● TUGAS TERTULIS A: Baris mana saja dalam daftar di bawah yang memuat kata "tire"? Ambil setiap baris tersebut.

● TEKS YANG DIBERIKAN:
══════════════════════════════
DEWASA ini sedang marak pentas monolog di berbagai kota. Di Surabaya baru ada monolog di Balai Pemuda. Kemudian masih dari Surabaya, telah bermonolog Dody Yan Masfa di Kaula Kopi Semarang 4 Maret. Di Semarang sendiri seni monolog kerap dipentaskan oleh siswa SLTA asuhan Alfi Yanto.
Di Jakarta kita mengenal nama monologer wanita seperti Herlina Syarifudin dan Dema Soetego. Di Tegal, kita mengenal monologer Apito Lahire, Apas Khafasy dan Retno Kusrini. Belum lagi nama-nama monologer di berbagai kota di Indonesia.
Apakah ini isyarat, politik di negeri ini tengah marak para politikus bermonolog. Terutama jelang pemilu 2024. Pertanyaannya, benarkah para politisi itu bermonolog, atau yang sesungguhnya terjadi sedang bermain drama sendirian. Sebagaimana syair lagu Kelompok Kampungan: orang-orang bermain drama|Politikus bermain drama.
Ya, semua bermain drama dengan pikiran besar mereka yang jauh melambung dari kenyataan rakyat. Pikiran besar yang terus dipertentangkan sesama pikiran besar. Peperangan kaum hedonis, yang masing masing bermain drama sendiri dengan pikiran besarnya sendiri.
Dalam monolognya, Dody memberi peringatan keras: kalian tidak pernah serius pada kebenaran, kalian tidak pernah sungguh sungguh pada kebaikan. “Kalian terus mengolok olok zaman dengan kemalasan dan kesombongan!”
Teks itu ia repetisikan, ia ulang-ulang bisikkan, katakan, dan teriakkan dalam monolog “Emak Gugat”. Berkostum daster lusuh, dengan klintingan di kaki, ia seolah pengunjung kafe yang datang di antara para pengunjung. Beberapa pengunjung muda sempat mengira, ia orang gila yang datang dan meracau di kafe.
══════════════════════════════
● DAFTAR YANG DIGUNAKAN:
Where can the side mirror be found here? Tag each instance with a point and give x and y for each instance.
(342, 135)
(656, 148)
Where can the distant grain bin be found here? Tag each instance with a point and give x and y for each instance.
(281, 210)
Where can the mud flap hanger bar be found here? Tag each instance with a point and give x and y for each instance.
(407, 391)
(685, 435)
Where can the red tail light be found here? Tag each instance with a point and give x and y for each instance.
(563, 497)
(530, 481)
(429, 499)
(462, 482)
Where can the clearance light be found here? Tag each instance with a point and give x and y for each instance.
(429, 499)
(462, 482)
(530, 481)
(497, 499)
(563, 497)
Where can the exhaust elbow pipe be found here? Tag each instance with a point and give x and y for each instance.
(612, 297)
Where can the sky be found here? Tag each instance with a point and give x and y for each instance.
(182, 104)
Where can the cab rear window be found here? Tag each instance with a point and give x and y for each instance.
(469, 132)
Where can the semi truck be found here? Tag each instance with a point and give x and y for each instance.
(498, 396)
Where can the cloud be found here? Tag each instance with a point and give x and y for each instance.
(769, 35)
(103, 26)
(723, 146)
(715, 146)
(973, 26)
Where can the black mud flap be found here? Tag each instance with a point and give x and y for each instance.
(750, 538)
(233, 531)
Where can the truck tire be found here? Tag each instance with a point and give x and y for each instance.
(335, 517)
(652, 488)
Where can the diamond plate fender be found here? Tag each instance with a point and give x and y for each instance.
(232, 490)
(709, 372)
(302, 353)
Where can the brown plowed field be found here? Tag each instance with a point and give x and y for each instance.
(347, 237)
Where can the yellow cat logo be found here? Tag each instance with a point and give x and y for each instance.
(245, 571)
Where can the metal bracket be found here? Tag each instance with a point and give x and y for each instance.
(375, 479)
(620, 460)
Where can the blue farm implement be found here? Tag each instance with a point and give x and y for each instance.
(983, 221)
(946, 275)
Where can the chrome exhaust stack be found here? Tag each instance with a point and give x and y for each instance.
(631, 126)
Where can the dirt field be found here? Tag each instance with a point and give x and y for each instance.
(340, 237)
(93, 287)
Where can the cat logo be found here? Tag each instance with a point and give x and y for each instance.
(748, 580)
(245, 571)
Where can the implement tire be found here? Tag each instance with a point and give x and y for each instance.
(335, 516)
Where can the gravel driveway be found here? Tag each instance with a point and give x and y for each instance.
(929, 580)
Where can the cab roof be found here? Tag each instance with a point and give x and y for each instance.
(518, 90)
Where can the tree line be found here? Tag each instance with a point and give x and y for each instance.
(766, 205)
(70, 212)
══════════════════════════════
● TUGAS TERTULIS B: Gandakan seluruh teks tentang pentas monolog di atas tanpa mengubah satu kata pun.

● JAWABAN LENGKAP A:
Where can the truck tire be found here? Tag each instance with a point and give x and y for each instance.
Where can the implement tire be found here? Tag each instance with a point and give x and y for each instance.

● JAWABAN LENGKAP B:
DEWASA ini sedang marak pentas monolog di berbagai kota. Di Surabaya baru ada monolog di Balai Pemuda. Kemudian masih dari Surabaya, telah bermonolog Dody Yan Masfa di Kaula Kopi Semarang 4 Maret. Di Semarang sendiri seni monolog kerap dipentaskan oleh siswa SLTA asuhan Alfi Yanto.
Di Jakarta kita mengenal nama monologer wanita seperti Herlina Syarifudin dan Dema Soetego. Di Tegal, kita mengenal monologer Apito Lahire, Apas Khafasy dan Retno Kusrini. Belum lagi nama-nama monologer di berbagai kota di Indonesia.
Apakah ini isyarat, politik di negeri ini tengah marak para politikus bermonolog. Terutama jelang pemilu 2024. Pertanyaannya, benarkah para politisi itu bermonolog, atau yang sesungguhnya terjadi sedang bermain drama sendirian. Sebagaimana syair lagu Kelompok Kampungan: orang-orang bermain drama|Politikus bermain drama.
Ya, semua bermain drama dengan pikiran besar mereka yang jauh melambung dari kenyataan rakyat. Pikiran besar yang terus dipertentangkan sesama pikiran besar. Peperangan kaum hedonis, yang masing masing bermain drama sendiri dengan pikiran besarnya sendiri.
Dalam monolognya, Dody memberi peringatan keras: kalian tidak pernah serius pada kebenaran, kalian tidak pernah sungguh sungguh pada kebaikan. “Kalian terus mengolok olok zaman dengan kemalasan dan kesombongan!”
Teks itu ia repetisikan, ia ulang-ulang bisikkan, katakan, dan teriakkan dalam monolog “Emak Gugat”. Berkostum daster lusuh, dengan klintingan di kaki, ia seolah pengunjung kafe yang datang di antara para pengunjung. Beberapa pengunjung muda sempat mengira, ia orang gila yang datang dan meracau di kafe.